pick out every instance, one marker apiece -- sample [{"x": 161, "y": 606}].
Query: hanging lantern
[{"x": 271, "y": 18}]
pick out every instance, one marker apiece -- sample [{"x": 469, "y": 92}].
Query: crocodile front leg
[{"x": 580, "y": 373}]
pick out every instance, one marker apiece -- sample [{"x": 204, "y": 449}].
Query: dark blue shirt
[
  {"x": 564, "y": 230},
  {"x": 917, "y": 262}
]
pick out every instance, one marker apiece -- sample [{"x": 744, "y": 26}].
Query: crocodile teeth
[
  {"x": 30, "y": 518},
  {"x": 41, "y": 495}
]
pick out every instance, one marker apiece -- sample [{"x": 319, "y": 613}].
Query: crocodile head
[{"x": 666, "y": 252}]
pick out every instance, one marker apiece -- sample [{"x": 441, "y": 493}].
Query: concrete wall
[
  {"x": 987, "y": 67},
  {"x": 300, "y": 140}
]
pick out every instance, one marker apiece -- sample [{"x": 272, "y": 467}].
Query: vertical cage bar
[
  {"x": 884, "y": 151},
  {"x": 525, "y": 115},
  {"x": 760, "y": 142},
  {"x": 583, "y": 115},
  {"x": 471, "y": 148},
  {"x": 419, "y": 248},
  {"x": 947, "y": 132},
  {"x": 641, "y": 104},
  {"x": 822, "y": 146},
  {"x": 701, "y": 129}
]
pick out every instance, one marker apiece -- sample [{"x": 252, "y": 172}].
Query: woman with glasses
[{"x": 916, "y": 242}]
********************
* **PROBLEM REQUIREMENTS**
Lay out all of the rows above as a numbered list, omitting any blank lines.

* **FINISHED TASK**
1. pick out every instance, one marker apiece -- sample [{"x": 161, "y": 606}].
2. Query: hanging lantern
3. [{"x": 271, "y": 18}]
4. pick out every instance, one marker apiece -- sample [{"x": 469, "y": 92}].
5. Query: crocodile front leg
6. [{"x": 580, "y": 373}]
7. pick out every instance, one marker apiece -- sample [{"x": 204, "y": 449}].
8. Query: dark blue shirt
9. [
10.   {"x": 564, "y": 230},
11.   {"x": 917, "y": 262}
12. ]
13. pick out every instance, one marker apiece -- sample [{"x": 744, "y": 26}].
14. Query: crocodile teeth
15. [
16.   {"x": 30, "y": 518},
17.   {"x": 41, "y": 495}
18. ]
19. pick out every instance, one marker apiece -- sample [{"x": 319, "y": 613}].
20. Query: crocodile head
21. [{"x": 666, "y": 252}]
22. pick out every instance, one marker apiece -- sample [{"x": 441, "y": 493}].
23. Query: concrete wall
24. [
25.   {"x": 987, "y": 67},
26.   {"x": 300, "y": 140}
27. ]
28. pick out every instance, one marker apiece -- sample [{"x": 272, "y": 467}].
29. Query: vertical cage bar
30. [
31.   {"x": 884, "y": 151},
32.   {"x": 525, "y": 115},
33.   {"x": 760, "y": 142},
34.   {"x": 583, "y": 115},
35.   {"x": 471, "y": 148},
36.   {"x": 419, "y": 248},
37.   {"x": 947, "y": 132},
38.   {"x": 641, "y": 104},
39.   {"x": 822, "y": 146},
40.   {"x": 701, "y": 129}
41. ]
42. pick out every instance, one marker apiece -- sample [{"x": 252, "y": 172}].
43. Query: woman with glasses
44. [{"x": 916, "y": 242}]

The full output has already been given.